== PASSAGE FOR REVIEW ==
---------------

Nigel Douglas - Head of Developer Relations
I am absolutely thrilled to see OCI image volumes finally hitting Stable status in Kubernetes 1.36 because, as a Product Manager working on the OCI format support at Cloudsmith, I can see this enhancement turning existing container registries into universal artifact hubs. For years, dev teams have been forced into the so-called fat image anti-pattern, where they’re basically bundling massive ML models, static assets, and binary plugins directly into their application images, which ultimately creates a nightmare for security patching and bloats deployment times. By graduating this to Stable, we’re now seeing a native, high-performance way to decouple user data from your logic. Devs can now push Hugging Face LLM weights or commercial signatures as independent OCI artifacts and mount them as a VolumeSource just as easily as a ConfigMap. This doesn't just simplify CI/CD pipelines by allowing platform teams to swap content without rebuilding the base engine, but it also drastically shrinks your potential attack surface for the platform teams who are managing these deployments. It’s a massive win for the ecosystem that transforms the OCI registry from a basic storage location for apps into a more dynamic, structured delivery system for any content that a pod needs to succeed.
Liana Ertz - Product Manager
#5793 Manifest-based Admission Control configuration
As a CSM, I’m genuinely stoked for this 1.36 feature because it finally lets platform teams secure their actual admission control configs. When we think about moving mission-critical policies from the API to static files on the control plane disk, platform teams can now prevent the scary security blindspot where the cluster was vulnerable during the startup. Based on what I'm hearing from the teams I work with, this means vital guardrails (like blocking privileged containers) are now immune to accidental kubectl delete commands or etcd crashes. It’s a massive win for their platform stability, providing platform engineers with a somewhat tamper-proof approach to keeping the Golden Path secure from the very first second the API server wakes up.

---------------

== WHAT THIS EXERCISE ASKS ==
A: Copy out everything in the Kubernetes 1.36 commentary from "Liana Ertz - Product" down to "server wakes up.".
B: Carry on writing the Kubernetes 1.36 commentary from the point where it stops.

== DATA EXCERPTS ==

---------------

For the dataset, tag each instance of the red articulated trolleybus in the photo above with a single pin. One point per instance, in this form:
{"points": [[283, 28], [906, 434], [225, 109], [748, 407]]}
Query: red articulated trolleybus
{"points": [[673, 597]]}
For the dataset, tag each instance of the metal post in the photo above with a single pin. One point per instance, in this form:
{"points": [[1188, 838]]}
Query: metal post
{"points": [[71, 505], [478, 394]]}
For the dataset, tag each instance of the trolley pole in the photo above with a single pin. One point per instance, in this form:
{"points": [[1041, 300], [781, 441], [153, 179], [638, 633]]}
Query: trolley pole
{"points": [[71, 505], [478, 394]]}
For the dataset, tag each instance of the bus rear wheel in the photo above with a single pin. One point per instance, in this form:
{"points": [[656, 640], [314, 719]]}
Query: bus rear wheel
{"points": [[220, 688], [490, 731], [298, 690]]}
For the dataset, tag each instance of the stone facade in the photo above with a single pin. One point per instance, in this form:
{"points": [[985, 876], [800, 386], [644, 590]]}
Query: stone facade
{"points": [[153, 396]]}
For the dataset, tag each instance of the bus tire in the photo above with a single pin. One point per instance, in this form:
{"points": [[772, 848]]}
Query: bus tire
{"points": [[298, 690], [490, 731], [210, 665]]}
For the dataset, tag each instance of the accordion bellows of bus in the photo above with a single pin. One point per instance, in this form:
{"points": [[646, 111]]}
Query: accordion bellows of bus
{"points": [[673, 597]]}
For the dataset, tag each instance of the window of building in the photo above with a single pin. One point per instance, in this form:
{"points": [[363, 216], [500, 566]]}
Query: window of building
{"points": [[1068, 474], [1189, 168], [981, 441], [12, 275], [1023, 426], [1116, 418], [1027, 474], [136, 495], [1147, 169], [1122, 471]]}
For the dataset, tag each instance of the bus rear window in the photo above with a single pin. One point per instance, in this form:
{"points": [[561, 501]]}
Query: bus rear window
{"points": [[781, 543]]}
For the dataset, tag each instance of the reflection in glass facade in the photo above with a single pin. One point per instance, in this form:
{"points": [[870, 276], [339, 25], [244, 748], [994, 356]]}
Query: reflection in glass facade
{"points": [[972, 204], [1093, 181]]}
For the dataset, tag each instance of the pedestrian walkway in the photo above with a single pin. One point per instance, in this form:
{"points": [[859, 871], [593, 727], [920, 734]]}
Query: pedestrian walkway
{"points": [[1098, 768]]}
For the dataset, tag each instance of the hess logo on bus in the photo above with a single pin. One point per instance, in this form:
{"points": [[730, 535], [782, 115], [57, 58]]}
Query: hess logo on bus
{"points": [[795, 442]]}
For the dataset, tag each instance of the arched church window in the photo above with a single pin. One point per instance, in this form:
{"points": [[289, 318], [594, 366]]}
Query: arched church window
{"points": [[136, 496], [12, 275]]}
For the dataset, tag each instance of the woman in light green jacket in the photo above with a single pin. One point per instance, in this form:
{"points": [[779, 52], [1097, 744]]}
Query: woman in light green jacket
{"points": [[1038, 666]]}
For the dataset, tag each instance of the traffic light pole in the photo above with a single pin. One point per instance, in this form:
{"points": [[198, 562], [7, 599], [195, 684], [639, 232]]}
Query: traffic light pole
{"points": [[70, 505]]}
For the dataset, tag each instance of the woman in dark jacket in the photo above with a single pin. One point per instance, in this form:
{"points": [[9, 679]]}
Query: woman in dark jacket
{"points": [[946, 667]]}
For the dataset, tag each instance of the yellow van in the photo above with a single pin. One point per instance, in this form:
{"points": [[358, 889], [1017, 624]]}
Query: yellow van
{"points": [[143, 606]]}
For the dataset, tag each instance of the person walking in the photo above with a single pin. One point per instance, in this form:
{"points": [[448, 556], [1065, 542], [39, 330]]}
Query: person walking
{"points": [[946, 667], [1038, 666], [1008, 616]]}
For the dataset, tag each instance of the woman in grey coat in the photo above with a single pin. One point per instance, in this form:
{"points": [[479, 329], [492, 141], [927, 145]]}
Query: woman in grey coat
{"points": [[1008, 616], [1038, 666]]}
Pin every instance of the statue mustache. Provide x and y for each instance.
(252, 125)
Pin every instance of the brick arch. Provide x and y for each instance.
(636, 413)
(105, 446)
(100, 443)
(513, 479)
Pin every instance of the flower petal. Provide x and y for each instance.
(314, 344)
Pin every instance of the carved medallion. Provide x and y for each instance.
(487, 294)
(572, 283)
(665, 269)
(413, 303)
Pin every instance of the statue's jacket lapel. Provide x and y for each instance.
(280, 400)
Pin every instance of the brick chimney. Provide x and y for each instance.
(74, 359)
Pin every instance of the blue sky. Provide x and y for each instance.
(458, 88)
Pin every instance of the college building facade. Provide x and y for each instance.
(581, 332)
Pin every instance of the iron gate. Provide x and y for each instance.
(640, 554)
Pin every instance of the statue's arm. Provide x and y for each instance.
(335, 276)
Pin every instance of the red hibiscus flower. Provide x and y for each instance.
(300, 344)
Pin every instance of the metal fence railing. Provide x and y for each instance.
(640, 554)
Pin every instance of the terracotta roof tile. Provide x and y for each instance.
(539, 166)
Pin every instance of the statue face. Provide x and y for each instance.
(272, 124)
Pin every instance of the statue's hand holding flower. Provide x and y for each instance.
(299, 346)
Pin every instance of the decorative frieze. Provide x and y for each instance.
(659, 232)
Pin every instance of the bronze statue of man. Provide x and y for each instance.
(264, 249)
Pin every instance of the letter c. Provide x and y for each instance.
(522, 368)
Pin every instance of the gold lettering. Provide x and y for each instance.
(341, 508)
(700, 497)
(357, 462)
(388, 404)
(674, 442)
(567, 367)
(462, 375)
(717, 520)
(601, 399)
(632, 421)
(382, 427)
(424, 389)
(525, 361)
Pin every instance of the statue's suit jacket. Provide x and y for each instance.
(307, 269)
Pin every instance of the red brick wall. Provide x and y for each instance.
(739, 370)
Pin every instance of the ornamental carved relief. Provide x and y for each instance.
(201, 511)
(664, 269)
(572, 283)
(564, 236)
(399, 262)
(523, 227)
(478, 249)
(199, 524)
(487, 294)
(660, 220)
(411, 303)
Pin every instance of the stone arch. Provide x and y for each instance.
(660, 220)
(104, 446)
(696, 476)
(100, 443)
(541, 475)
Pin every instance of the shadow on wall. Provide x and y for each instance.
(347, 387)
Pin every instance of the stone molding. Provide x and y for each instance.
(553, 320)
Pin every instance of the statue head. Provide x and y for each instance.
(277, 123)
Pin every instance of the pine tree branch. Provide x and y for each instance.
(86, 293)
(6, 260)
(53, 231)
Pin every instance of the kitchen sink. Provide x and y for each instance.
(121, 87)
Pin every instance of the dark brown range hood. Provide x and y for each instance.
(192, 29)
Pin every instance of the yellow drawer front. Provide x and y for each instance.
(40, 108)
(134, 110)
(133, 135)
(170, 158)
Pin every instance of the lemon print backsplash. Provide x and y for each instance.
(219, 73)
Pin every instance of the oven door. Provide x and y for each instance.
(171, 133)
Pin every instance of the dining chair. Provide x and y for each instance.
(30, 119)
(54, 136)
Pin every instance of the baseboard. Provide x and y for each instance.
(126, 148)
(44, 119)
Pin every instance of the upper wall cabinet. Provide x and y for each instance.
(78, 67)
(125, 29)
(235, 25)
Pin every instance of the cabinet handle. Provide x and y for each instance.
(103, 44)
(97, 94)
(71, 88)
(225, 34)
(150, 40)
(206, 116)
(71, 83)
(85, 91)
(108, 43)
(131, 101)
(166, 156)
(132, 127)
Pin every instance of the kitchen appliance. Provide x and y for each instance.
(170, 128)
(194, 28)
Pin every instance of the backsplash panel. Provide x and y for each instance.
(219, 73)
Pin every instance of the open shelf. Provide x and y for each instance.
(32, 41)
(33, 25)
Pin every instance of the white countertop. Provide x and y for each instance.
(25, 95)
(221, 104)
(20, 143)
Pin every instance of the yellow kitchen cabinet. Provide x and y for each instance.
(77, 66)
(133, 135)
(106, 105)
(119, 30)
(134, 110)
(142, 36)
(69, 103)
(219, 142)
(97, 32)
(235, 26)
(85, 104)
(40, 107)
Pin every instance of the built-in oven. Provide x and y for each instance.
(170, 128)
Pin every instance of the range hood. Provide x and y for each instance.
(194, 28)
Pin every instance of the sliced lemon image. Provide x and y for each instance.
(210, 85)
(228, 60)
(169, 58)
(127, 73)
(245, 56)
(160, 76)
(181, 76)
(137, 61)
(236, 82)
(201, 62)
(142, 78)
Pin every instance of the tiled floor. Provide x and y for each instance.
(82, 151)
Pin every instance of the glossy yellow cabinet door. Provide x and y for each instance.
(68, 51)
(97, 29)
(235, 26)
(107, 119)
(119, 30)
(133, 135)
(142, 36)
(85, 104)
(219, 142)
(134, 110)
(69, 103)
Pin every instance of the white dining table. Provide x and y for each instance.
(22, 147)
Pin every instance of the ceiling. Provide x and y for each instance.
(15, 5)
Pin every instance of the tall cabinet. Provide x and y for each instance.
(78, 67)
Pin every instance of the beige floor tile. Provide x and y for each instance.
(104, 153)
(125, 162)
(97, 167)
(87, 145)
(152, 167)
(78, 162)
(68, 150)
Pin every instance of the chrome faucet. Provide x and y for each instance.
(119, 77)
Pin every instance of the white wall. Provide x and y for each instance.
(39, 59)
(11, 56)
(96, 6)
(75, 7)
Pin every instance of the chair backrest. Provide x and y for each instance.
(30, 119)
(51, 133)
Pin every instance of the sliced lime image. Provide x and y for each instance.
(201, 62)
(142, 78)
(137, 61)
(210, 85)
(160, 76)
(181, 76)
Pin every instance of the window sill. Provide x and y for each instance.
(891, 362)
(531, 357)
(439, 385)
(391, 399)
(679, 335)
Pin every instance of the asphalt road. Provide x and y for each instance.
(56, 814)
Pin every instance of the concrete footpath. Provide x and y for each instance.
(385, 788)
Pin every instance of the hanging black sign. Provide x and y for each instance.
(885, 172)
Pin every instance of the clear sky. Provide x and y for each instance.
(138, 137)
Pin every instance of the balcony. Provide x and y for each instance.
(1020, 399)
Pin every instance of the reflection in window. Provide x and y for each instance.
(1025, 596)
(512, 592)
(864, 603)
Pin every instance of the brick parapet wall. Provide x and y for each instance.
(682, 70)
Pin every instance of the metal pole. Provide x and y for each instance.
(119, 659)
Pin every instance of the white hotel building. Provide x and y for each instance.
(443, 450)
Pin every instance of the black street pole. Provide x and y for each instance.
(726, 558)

---------------

== WRITTEN RESPONSES ==
A:
Liana Ertz - Product Manager
#5793 Manifest-based Admission Control configuration
As a CSM, I’m genuinely stoked for this 1.36 feature because it finally lets platform teams secure their actual admission control configs. When we think about moving mission-critical policies from the API to static files on the control plane disk, platform teams can now prevent the scary security blindspot where the cluster was vulnerable during the startup. Based on what I'm hearing from the teams I work with, this means vital guardrails (like blocking privileged containers) are now immune to accidental kubectl delete commands or etcd crashes. It’s a massive win for their platform stability, providing platform engineers with a somewhat tamper-proof approach to keeping the Golden Path secure from the very first second the API server wakes up.

B:
Amy Strutton - Customer Success Manager
Apps in Kubernetes 1.36
#5440 Mutable Container Resources when Job is suspended
Stage: Graduating to Beta
Feature group: sig-apps
This proposal seeks to enhance Kubernetes Batch Job management by relaxing the immutability of a Job’s Pod template while it is in a suspended state. Building on the existing suspend flag, this change would allow higher-level queue controllers to mutate resource specifications (specifically CPU, Memory, GPU, and extended Resource Requests / Limits) before a Job is unsuspended and pods are created. By allowing these updates, cluster administrators and automated controllers can dynamically optimize resource allocation based on real-time cluster capacity, current queue priorities, and actual workload utilization, ensuring that expensive hardware like GPUs is used efficiently.
The design ensures that these mutations are only permitted when a Job is fully suspended and has no active pods, mitigating the risk of disrupting running workloads. While the proposal does not include implementing a specific queue controller or supporting in-place pod updates, it provides the necessary API primitives for external tools (like Kueue) to perform checkpointing and resizing. This flexibility allows a Job to be suspended, its resource requests lowered to match actual usage, and then resumed, thereby improving overall cluster throughput and reducing resource waste.
#3541 Add Recreate Update Strategy to StatefulSet
Stage: Net New to Alpha
Feature group: sig-apps
Starting in Kubernetes 1.36, the introduction of the Recreate Update Strategy for StatefulSets addresses a long-standing stuck rollout issue that has plagued users since 2018. Previously, if a StatefulSet update was triggered with a broken configuration (such as a non-existent Docker image), the controller would wait indefinitely for the failing Pod to become Ready before proceeding. Even if a user reverted the configuration to a known-good state, the StatefulSet would refuse to manage or fix the broken Pod because it was stuck in a validation loop, forcing administrators to manually delete the Pod to unblock the controller.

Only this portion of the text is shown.